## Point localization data
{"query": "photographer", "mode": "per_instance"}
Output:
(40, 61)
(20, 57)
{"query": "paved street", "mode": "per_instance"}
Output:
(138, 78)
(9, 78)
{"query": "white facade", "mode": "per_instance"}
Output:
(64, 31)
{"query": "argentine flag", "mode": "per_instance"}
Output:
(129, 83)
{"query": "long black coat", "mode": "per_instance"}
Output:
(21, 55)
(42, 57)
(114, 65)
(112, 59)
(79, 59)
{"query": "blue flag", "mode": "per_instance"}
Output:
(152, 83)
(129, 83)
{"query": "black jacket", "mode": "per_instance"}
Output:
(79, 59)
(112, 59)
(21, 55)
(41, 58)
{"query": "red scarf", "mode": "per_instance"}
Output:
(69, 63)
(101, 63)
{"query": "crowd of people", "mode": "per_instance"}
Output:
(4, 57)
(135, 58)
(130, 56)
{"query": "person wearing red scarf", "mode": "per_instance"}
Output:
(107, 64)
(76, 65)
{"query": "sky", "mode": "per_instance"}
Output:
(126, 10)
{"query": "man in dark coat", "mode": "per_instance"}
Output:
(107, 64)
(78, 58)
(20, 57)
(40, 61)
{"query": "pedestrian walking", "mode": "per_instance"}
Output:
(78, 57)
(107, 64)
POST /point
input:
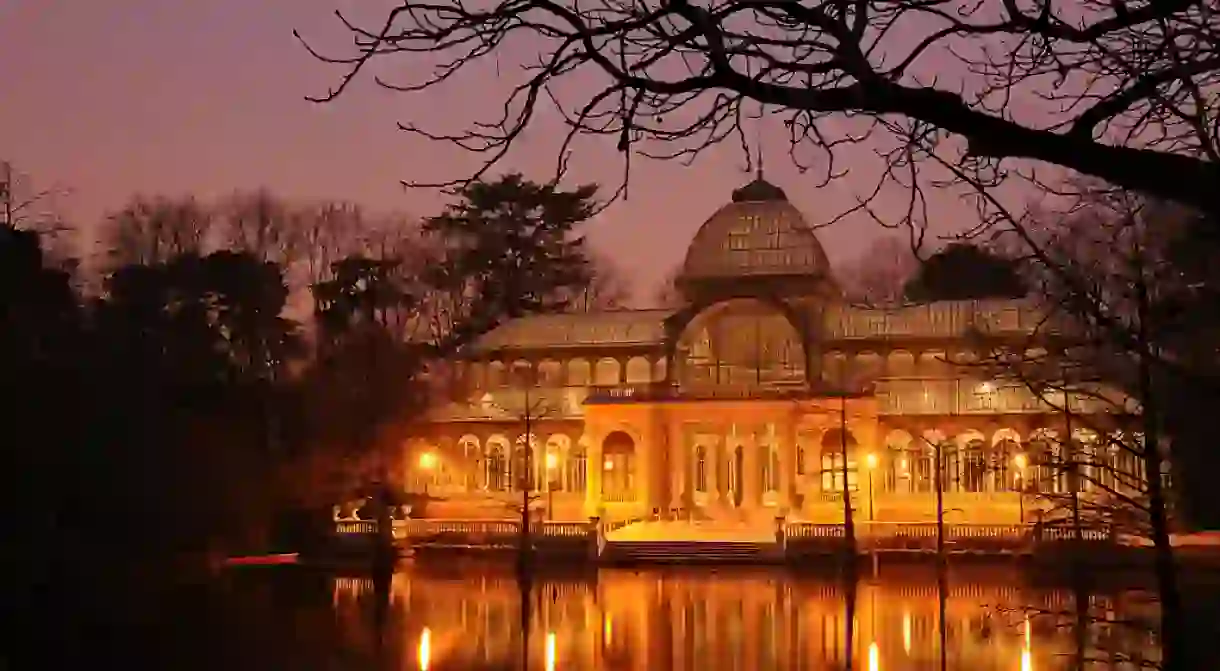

## ASSIGNED TASK
Each line above that carries the string "coat" has to be returned.

## YOUR RESPONSE
{"query": "long black coat", "mode": "per_instance"}
{"query": "man in dark coat", "mode": "per_instance"}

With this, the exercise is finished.